EXERCISE:
Convert the records below into a Markdown table with two columns, Row and Line. Number each line in Row, put its text in Line, and leave out any blank lines.
··· RECORDS FOR PROCESSING ···
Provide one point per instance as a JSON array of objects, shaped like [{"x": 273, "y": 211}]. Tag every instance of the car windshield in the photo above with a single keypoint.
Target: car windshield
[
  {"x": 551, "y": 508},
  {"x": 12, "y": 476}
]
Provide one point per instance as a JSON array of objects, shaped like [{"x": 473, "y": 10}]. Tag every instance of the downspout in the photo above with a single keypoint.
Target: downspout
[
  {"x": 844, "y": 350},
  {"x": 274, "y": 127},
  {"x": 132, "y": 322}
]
···
FINISHED TASK:
| Row | Line |
|---|---|
| 1 | Provide one point per instance as a JSON array of objects, shaped like [{"x": 273, "y": 211}]. Tag every instance of the car windshield in the photo above with a single keypoint. |
| 2 | Target: car windshield |
| 3 | [ |
| 4 |   {"x": 551, "y": 508}, |
| 5 |   {"x": 12, "y": 476} |
| 6 | ] |
| 7 | Provide one point per instance as a JSON array of objects, shaped like [{"x": 473, "y": 10}]. Tag every instance of the downspout in the photo above with a single keypoint. |
| 8 | Target: downspout |
| 9 | [ |
| 10 |   {"x": 844, "y": 350}, |
| 11 |   {"x": 274, "y": 127}, |
| 12 |   {"x": 132, "y": 322} |
| 13 | ] |